## TASK
All lines in the records that carry the string "track" are to be shown.

## RECORDS SUPPLIED
- Opening Delimiter -

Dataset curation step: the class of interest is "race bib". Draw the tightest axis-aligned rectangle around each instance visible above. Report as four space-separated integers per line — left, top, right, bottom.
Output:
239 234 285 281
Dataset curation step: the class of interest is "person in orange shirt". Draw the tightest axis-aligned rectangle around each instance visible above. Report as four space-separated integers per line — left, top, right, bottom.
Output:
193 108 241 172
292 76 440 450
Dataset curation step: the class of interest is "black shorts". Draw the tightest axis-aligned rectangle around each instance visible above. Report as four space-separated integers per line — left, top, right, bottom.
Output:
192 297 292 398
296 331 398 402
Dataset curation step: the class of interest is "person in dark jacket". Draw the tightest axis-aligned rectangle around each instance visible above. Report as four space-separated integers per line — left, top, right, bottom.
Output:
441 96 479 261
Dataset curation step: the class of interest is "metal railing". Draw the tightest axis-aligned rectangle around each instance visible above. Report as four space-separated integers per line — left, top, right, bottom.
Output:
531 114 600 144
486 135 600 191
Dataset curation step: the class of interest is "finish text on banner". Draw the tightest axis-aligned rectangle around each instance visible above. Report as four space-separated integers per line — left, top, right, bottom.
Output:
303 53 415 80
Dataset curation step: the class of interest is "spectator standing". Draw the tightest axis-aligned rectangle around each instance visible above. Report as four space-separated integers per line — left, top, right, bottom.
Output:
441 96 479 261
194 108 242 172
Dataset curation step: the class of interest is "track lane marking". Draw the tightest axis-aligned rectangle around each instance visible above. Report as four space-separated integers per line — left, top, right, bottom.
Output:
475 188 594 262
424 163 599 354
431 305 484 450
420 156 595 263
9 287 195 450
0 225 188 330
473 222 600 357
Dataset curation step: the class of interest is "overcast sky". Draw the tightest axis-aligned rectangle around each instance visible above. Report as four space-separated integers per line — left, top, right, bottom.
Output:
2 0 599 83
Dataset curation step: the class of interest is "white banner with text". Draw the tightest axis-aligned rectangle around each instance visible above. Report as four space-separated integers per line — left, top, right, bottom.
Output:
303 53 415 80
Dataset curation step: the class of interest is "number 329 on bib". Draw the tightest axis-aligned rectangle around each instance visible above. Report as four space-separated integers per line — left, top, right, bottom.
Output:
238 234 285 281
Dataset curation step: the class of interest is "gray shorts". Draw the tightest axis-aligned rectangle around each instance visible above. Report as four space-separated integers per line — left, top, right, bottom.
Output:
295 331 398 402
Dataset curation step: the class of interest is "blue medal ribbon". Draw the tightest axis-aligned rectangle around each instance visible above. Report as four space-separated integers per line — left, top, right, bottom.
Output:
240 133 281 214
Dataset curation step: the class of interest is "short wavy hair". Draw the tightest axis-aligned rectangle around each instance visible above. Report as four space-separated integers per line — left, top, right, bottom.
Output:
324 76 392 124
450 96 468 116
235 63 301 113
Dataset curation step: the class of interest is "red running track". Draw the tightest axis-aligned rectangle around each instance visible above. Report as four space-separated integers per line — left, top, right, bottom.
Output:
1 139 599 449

- Closing Delimiter -
- Opening Delimiter -

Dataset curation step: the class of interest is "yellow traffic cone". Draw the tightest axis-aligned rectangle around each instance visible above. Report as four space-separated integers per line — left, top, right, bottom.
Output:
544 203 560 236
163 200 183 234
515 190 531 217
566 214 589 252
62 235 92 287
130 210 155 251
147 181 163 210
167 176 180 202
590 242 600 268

- Closing Delimiter -
- Opening Delimiter -

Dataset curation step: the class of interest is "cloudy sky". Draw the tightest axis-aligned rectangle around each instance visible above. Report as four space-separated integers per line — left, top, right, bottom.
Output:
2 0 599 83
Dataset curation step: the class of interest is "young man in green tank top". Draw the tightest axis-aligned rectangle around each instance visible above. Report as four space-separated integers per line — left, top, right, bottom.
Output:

- Closing Delimiter -

## THE ANSWER
Dataset curation step: the class of interest is "track lane marking". Draw the tightest axis-aligned rectangle around each instance visible above. Report as four space-separated integers per line — left, top, right, bottom.
Dataset curation step: the class of interest is "red running track". Draw the tightest axis-aligned rectangle around each instance visible above. Report as four space-separated integers per line — left, top, right, bottom.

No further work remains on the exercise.